__WHAT THE TASK ASKS__: Select and reproduce each line of the listing below that bears the string "dune".

__STUDY MATERIAL__:
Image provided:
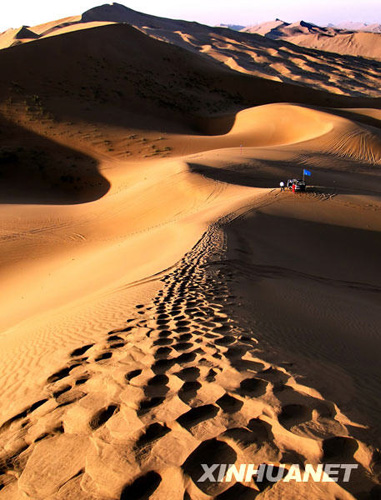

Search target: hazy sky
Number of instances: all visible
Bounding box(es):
[1,0,380,32]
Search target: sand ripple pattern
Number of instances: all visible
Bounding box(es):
[0,225,379,499]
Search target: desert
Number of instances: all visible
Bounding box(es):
[0,3,380,499]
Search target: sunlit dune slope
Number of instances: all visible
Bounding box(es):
[0,96,380,336]
[0,23,379,158]
[0,3,380,97]
[0,20,380,208]
[286,31,381,61]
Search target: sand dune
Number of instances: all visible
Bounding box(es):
[243,19,381,60]
[0,4,380,98]
[286,31,381,61]
[0,7,380,500]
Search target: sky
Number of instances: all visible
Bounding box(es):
[1,0,380,32]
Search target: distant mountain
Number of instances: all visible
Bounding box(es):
[334,22,381,33]
[241,19,381,59]
[243,20,337,38]
[242,19,288,37]
[216,24,246,31]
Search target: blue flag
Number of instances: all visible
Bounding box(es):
[303,169,311,176]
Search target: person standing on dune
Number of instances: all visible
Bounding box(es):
[280,181,285,191]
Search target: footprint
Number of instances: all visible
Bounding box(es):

__TASK RESULT__:
Search target: sunlit dune slope
Search target: sand dune
Search target: person standing on dune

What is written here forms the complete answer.